EXERCISE INSTRUCTIONS: How many lines in the records below contain the string "outside"? Case counts. Reply with the number only.

[Dataset entries]
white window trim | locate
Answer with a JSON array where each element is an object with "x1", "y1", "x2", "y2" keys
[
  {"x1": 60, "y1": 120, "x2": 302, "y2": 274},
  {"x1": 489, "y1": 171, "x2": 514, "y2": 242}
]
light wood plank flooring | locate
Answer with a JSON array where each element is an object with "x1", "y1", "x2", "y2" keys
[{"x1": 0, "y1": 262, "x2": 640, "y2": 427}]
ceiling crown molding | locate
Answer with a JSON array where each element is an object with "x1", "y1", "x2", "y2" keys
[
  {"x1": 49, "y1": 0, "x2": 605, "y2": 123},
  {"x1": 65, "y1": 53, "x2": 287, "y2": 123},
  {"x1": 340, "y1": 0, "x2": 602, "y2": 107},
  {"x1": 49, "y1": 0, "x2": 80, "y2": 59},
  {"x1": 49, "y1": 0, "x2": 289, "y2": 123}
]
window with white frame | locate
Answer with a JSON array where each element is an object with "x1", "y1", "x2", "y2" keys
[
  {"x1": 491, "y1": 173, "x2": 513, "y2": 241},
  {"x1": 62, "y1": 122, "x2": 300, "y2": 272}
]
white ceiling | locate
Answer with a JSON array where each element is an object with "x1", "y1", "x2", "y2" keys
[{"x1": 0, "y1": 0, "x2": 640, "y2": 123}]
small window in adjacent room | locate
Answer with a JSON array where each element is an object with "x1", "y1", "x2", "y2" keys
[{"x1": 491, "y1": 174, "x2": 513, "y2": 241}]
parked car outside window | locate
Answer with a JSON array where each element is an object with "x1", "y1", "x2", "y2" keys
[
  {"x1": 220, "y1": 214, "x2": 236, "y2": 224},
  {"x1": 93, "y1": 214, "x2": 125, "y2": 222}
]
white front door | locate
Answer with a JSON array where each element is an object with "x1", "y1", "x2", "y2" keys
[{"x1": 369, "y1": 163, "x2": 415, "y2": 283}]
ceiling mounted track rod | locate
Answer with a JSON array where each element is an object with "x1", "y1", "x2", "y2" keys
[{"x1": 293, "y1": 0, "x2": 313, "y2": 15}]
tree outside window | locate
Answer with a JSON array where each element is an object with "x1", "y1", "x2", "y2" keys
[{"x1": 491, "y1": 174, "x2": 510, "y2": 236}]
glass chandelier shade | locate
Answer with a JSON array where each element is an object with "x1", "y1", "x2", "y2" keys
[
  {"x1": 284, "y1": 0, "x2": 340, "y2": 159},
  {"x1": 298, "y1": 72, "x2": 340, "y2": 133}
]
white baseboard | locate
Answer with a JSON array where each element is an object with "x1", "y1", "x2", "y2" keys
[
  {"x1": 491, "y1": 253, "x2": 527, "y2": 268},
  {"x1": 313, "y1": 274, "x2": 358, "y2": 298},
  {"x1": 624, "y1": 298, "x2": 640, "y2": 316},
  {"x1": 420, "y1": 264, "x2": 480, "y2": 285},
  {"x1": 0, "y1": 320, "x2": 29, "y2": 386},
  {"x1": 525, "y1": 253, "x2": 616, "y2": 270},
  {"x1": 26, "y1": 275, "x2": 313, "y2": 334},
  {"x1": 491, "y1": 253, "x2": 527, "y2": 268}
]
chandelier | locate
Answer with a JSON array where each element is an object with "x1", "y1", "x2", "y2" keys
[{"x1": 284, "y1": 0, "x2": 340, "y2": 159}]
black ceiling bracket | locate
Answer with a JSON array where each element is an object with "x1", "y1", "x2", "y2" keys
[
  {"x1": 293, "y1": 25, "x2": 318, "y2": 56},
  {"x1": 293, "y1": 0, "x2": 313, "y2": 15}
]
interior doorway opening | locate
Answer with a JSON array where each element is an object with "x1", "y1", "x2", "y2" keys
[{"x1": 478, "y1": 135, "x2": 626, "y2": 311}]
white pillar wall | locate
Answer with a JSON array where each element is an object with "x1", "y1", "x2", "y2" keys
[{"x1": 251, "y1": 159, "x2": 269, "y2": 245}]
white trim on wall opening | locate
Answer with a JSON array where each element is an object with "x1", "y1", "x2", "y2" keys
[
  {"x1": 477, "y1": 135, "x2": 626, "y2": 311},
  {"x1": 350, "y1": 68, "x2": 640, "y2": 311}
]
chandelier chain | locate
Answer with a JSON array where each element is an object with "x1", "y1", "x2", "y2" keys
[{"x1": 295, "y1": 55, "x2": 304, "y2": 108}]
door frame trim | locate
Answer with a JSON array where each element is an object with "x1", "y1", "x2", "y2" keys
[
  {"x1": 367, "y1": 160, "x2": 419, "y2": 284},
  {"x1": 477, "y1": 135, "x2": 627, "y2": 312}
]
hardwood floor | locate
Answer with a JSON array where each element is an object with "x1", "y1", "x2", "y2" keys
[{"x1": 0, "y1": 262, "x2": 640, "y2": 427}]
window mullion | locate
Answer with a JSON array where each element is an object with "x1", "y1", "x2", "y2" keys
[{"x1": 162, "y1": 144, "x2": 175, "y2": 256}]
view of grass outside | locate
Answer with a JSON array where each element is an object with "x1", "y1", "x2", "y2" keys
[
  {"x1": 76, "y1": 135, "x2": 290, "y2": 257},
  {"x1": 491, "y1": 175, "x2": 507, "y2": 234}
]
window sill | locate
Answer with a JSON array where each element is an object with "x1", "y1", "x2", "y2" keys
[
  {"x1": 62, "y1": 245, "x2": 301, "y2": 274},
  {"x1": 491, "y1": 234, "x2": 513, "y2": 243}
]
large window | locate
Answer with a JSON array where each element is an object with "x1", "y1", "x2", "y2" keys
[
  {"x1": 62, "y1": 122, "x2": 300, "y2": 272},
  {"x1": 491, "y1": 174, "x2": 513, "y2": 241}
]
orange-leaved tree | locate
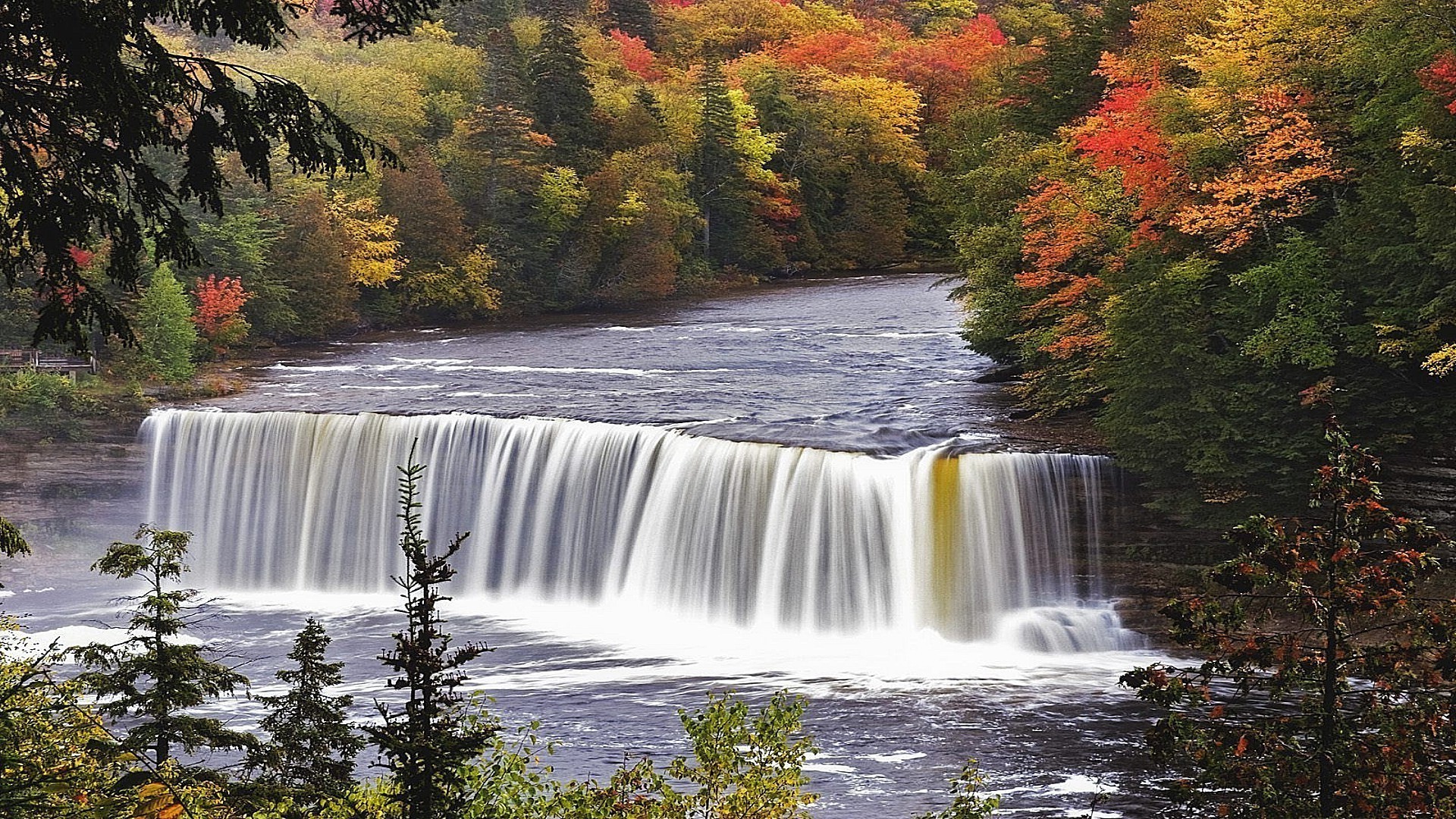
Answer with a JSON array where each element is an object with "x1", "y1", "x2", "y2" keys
[
  {"x1": 192, "y1": 275, "x2": 252, "y2": 360},
  {"x1": 1122, "y1": 419, "x2": 1456, "y2": 819}
]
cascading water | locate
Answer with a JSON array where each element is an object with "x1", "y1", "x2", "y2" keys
[{"x1": 143, "y1": 411, "x2": 1127, "y2": 651}]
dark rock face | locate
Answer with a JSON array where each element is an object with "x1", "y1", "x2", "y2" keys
[
  {"x1": 1382, "y1": 450, "x2": 1456, "y2": 533},
  {"x1": 0, "y1": 425, "x2": 147, "y2": 555}
]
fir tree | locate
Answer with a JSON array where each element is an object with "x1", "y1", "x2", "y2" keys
[
  {"x1": 77, "y1": 526, "x2": 256, "y2": 765},
  {"x1": 527, "y1": 20, "x2": 601, "y2": 166},
  {"x1": 133, "y1": 262, "x2": 196, "y2": 381},
  {"x1": 247, "y1": 618, "x2": 364, "y2": 802},
  {"x1": 272, "y1": 191, "x2": 358, "y2": 338},
  {"x1": 693, "y1": 60, "x2": 752, "y2": 271},
  {"x1": 1122, "y1": 419, "x2": 1456, "y2": 819},
  {"x1": 367, "y1": 449, "x2": 495, "y2": 819}
]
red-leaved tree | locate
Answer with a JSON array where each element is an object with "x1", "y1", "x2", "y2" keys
[{"x1": 192, "y1": 275, "x2": 253, "y2": 359}]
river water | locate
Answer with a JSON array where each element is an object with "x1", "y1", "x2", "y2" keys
[{"x1": 5, "y1": 275, "x2": 1156, "y2": 819}]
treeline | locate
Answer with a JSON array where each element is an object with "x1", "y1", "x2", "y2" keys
[
  {"x1": 34, "y1": 0, "x2": 1067, "y2": 358},
  {"x1": 0, "y1": 463, "x2": 996, "y2": 819},
  {"x1": 0, "y1": 0, "x2": 1135, "y2": 364},
  {"x1": 952, "y1": 0, "x2": 1456, "y2": 522}
]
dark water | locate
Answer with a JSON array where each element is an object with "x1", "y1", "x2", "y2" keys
[
  {"x1": 5, "y1": 275, "x2": 1157, "y2": 819},
  {"x1": 215, "y1": 275, "x2": 1003, "y2": 452}
]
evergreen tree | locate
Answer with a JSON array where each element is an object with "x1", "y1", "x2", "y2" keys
[
  {"x1": 693, "y1": 60, "x2": 752, "y2": 271},
  {"x1": 1122, "y1": 419, "x2": 1456, "y2": 819},
  {"x1": 272, "y1": 191, "x2": 358, "y2": 338},
  {"x1": 247, "y1": 618, "x2": 364, "y2": 802},
  {"x1": 0, "y1": 517, "x2": 30, "y2": 576},
  {"x1": 526, "y1": 20, "x2": 601, "y2": 166},
  {"x1": 367, "y1": 449, "x2": 495, "y2": 819},
  {"x1": 607, "y1": 0, "x2": 657, "y2": 49},
  {"x1": 77, "y1": 526, "x2": 256, "y2": 765},
  {"x1": 0, "y1": 0, "x2": 443, "y2": 348},
  {"x1": 134, "y1": 262, "x2": 196, "y2": 381}
]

THE REPLY: 3